> [Problem to work on]:
Write out, please, the line containing "Q: Point to the louvered" together with all lines after it, up to and including the last one, with no other output.

+---+

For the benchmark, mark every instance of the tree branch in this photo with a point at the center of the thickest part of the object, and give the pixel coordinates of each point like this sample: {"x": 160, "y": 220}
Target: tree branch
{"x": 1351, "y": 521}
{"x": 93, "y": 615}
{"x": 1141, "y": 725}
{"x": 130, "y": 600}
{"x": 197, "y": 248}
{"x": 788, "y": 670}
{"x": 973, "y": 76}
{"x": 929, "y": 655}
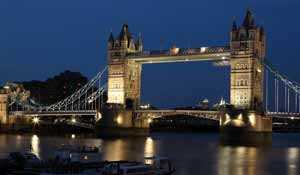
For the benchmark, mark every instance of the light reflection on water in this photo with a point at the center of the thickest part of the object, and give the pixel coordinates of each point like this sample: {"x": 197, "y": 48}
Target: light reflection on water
{"x": 190, "y": 153}
{"x": 293, "y": 160}
{"x": 35, "y": 145}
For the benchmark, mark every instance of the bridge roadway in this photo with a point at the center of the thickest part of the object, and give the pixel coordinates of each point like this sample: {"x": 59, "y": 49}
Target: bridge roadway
{"x": 182, "y": 55}
{"x": 54, "y": 113}
{"x": 212, "y": 115}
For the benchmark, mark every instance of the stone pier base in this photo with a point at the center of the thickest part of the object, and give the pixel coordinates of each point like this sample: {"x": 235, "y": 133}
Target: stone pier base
{"x": 247, "y": 129}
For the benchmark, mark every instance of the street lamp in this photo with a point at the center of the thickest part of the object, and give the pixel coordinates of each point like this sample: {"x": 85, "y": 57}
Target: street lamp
{"x": 73, "y": 120}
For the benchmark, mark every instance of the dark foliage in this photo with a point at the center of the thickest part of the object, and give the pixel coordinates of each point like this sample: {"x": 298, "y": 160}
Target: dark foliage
{"x": 56, "y": 88}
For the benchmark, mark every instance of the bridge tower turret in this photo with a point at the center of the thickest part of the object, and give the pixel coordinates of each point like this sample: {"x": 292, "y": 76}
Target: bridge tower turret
{"x": 124, "y": 75}
{"x": 3, "y": 106}
{"x": 247, "y": 43}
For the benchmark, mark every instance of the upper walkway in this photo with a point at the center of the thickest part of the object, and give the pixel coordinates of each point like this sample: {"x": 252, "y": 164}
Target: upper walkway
{"x": 182, "y": 55}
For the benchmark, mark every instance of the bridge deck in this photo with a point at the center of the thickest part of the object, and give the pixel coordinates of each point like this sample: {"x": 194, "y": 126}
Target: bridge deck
{"x": 54, "y": 113}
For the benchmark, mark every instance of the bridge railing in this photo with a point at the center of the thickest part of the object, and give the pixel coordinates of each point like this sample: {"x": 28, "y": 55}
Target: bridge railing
{"x": 180, "y": 52}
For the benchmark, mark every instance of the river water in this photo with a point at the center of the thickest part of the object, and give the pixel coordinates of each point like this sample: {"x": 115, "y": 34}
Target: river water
{"x": 191, "y": 153}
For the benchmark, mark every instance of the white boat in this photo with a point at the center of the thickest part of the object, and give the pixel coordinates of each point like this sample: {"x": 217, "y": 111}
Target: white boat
{"x": 25, "y": 158}
{"x": 75, "y": 154}
{"x": 152, "y": 166}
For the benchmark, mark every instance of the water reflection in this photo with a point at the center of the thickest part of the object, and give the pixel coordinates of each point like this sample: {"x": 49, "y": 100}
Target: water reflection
{"x": 292, "y": 160}
{"x": 114, "y": 150}
{"x": 35, "y": 145}
{"x": 238, "y": 161}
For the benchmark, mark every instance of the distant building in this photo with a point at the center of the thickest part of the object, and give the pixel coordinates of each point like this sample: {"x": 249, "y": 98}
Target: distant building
{"x": 204, "y": 104}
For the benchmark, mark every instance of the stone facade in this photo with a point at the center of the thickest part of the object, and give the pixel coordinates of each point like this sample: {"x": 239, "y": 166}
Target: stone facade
{"x": 247, "y": 71}
{"x": 124, "y": 76}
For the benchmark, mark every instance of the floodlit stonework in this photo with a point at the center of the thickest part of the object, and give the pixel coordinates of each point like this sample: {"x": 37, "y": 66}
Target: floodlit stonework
{"x": 247, "y": 71}
{"x": 124, "y": 76}
{"x": 3, "y": 107}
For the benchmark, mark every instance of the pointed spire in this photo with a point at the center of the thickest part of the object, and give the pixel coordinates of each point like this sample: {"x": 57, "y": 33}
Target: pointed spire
{"x": 125, "y": 34}
{"x": 139, "y": 40}
{"x": 262, "y": 30}
{"x": 249, "y": 19}
{"x": 111, "y": 37}
{"x": 234, "y": 25}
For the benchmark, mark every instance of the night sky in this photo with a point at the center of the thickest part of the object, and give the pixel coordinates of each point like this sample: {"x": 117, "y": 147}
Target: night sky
{"x": 41, "y": 38}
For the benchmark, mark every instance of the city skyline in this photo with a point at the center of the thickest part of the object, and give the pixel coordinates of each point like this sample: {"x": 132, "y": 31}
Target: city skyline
{"x": 59, "y": 44}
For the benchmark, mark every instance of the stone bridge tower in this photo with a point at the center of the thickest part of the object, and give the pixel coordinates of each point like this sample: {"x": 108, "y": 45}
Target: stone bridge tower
{"x": 3, "y": 107}
{"x": 124, "y": 75}
{"x": 247, "y": 43}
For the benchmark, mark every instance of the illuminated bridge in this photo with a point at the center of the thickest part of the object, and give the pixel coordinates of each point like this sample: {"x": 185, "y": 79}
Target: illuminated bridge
{"x": 255, "y": 84}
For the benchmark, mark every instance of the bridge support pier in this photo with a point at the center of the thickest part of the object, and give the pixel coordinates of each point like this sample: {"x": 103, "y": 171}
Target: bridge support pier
{"x": 116, "y": 121}
{"x": 245, "y": 128}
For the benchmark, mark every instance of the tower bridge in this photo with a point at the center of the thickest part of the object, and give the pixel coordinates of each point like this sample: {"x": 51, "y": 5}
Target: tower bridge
{"x": 250, "y": 88}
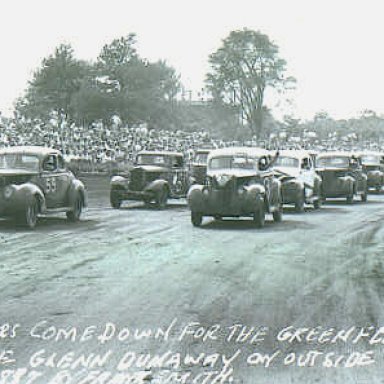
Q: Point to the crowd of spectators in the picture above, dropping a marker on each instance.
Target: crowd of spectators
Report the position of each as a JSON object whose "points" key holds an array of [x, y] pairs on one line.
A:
{"points": [[101, 148], [98, 147]]}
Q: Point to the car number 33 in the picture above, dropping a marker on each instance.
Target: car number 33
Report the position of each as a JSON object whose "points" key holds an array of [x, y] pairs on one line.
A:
{"points": [[50, 185]]}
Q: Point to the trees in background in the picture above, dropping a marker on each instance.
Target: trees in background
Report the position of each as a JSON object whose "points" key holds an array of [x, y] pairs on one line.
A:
{"points": [[53, 86], [119, 83], [242, 69]]}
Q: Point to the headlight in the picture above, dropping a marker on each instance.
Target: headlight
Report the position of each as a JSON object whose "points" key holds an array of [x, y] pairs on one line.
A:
{"points": [[222, 180], [8, 191]]}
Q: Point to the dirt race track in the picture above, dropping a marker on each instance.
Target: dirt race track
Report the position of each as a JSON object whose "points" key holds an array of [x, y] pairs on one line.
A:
{"points": [[117, 273]]}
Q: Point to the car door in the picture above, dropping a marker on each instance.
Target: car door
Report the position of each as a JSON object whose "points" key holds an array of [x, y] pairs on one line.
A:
{"points": [[55, 180], [178, 176], [357, 173], [308, 173], [62, 181]]}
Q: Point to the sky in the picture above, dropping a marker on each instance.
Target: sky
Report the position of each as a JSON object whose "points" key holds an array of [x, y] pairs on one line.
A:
{"points": [[334, 48]]}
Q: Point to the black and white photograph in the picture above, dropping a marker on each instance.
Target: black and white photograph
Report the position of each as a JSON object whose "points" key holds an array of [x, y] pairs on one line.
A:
{"points": [[191, 192]]}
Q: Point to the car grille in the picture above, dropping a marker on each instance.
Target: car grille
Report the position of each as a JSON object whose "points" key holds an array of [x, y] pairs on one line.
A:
{"points": [[371, 168], [139, 178]]}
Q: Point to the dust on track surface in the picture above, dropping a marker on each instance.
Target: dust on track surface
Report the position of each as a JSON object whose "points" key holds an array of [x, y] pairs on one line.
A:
{"points": [[144, 267]]}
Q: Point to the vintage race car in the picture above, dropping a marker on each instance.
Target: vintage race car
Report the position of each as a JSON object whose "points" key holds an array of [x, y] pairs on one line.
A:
{"points": [[300, 182], [199, 166], [34, 181], [342, 176], [240, 182], [373, 167], [155, 177]]}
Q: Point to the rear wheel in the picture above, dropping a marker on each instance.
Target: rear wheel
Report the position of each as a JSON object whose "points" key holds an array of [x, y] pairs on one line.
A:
{"points": [[299, 204], [115, 199], [29, 216], [364, 196], [77, 208], [196, 219]]}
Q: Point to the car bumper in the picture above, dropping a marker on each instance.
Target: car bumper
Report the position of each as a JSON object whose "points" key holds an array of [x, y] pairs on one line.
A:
{"points": [[224, 203]]}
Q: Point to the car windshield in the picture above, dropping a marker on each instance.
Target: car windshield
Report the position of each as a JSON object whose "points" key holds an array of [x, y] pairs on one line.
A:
{"points": [[201, 158], [19, 161], [286, 161], [232, 162], [146, 159], [333, 161], [372, 159]]}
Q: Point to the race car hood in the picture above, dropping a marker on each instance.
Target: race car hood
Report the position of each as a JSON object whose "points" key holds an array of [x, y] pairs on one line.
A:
{"points": [[151, 168], [232, 172], [287, 171], [331, 169], [17, 172]]}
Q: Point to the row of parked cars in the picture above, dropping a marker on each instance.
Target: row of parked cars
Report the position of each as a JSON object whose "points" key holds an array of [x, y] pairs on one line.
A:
{"points": [[228, 182], [247, 181]]}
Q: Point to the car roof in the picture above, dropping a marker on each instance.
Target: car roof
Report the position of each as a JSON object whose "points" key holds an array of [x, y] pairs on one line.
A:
{"points": [[296, 153], [372, 153], [30, 150], [161, 153], [230, 151], [335, 153]]}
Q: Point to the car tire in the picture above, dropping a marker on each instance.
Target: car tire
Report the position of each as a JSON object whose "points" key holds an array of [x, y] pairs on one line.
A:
{"points": [[161, 198], [364, 196], [77, 209], [30, 215], [114, 198], [317, 203], [299, 204], [278, 214], [196, 219], [259, 217]]}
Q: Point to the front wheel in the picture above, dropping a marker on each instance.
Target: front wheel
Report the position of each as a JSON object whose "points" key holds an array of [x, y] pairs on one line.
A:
{"points": [[350, 198], [196, 219], [114, 198], [162, 198], [259, 217], [317, 203], [278, 214], [77, 208], [299, 204], [29, 216]]}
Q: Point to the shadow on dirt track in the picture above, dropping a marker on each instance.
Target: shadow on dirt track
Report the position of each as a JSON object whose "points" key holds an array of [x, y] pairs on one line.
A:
{"points": [[47, 224], [248, 225]]}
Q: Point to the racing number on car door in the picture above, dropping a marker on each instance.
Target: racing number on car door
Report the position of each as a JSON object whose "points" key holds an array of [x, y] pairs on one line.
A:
{"points": [[50, 185]]}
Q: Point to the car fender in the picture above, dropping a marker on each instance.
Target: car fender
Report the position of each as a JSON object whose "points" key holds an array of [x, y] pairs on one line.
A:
{"points": [[156, 186], [195, 197], [118, 180], [75, 188], [22, 195], [254, 192]]}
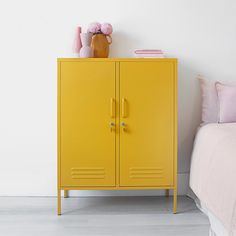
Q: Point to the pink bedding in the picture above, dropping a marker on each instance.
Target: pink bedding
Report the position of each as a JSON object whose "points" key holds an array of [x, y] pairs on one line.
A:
{"points": [[213, 171]]}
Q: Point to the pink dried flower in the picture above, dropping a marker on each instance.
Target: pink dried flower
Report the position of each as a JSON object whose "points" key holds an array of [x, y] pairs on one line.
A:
{"points": [[106, 28], [94, 28]]}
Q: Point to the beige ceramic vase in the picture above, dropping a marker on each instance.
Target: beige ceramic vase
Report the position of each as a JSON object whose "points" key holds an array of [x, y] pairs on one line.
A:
{"points": [[100, 45]]}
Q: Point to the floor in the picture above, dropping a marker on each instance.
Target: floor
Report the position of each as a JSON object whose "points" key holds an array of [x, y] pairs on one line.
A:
{"points": [[126, 216]]}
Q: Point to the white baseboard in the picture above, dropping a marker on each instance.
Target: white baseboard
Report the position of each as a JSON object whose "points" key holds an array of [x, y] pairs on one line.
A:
{"points": [[50, 190]]}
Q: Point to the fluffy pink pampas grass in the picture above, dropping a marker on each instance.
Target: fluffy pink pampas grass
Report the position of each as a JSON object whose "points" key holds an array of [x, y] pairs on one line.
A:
{"points": [[106, 28], [94, 28]]}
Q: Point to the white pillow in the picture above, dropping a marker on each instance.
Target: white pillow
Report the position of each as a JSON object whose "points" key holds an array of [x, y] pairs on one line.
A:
{"points": [[210, 103]]}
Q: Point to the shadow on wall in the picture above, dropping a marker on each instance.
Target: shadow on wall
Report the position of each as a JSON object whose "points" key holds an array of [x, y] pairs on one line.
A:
{"points": [[189, 113], [123, 45]]}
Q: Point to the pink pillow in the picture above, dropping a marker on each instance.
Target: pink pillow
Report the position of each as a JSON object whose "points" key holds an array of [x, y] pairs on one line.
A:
{"points": [[210, 109], [209, 101], [227, 102]]}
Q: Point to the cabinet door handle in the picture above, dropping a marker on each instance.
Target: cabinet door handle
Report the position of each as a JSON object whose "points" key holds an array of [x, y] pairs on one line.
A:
{"points": [[112, 126], [123, 108], [112, 108]]}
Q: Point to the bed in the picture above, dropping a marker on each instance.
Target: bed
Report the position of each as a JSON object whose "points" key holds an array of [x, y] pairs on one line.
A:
{"points": [[213, 176]]}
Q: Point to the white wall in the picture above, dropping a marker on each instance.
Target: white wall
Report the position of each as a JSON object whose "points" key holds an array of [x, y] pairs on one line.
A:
{"points": [[201, 33]]}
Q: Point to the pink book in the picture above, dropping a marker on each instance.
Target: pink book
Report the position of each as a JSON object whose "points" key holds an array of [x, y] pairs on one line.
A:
{"points": [[147, 55], [148, 51]]}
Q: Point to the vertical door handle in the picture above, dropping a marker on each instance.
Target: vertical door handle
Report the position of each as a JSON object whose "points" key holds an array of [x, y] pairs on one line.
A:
{"points": [[112, 126], [123, 126], [123, 108], [112, 107]]}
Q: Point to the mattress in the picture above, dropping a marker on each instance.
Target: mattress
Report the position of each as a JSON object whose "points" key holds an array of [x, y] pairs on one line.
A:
{"points": [[213, 175]]}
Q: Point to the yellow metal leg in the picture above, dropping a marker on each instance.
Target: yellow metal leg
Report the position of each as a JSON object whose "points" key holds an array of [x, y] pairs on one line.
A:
{"points": [[167, 192], [66, 193], [59, 202], [175, 201]]}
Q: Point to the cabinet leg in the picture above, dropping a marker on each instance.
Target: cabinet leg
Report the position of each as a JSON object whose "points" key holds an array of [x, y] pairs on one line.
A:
{"points": [[66, 193], [175, 201], [167, 192], [59, 202]]}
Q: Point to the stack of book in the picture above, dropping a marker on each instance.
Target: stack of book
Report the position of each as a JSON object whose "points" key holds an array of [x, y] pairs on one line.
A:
{"points": [[149, 53]]}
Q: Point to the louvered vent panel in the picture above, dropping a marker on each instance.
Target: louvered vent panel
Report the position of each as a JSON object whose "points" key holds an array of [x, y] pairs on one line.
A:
{"points": [[87, 173], [146, 173]]}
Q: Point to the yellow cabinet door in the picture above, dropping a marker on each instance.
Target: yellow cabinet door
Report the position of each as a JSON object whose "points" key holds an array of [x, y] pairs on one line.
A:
{"points": [[87, 109], [147, 93]]}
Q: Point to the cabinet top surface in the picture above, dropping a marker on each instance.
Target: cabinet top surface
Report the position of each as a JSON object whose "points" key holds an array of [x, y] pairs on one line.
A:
{"points": [[115, 59]]}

+---+

> [Problem solution]:
Q: Point to the louvered vent panel in the picture above, dropping a marker on each instance.
Target: louvered vent panel
Report the position of each as a JSON object whose "points" key holds an array of [x, y] pairs on one line.
A:
{"points": [[87, 173], [146, 173]]}
Q: Point to the yellow cabinet door in the picture above, dropping a marker on each instance.
Target: yellow cabinet door
Report the position of each as a JSON object whose "points" key holds an array of [x, y] pairs on one line.
A:
{"points": [[87, 109], [147, 93]]}
Q: Point to the cabinet top surface in the picture above, dropping a marker on each instance.
Target: cabinet top surface
Report the position of each as a JSON object whose "points" key holds an array of [x, y] pairs on one line.
A:
{"points": [[115, 59]]}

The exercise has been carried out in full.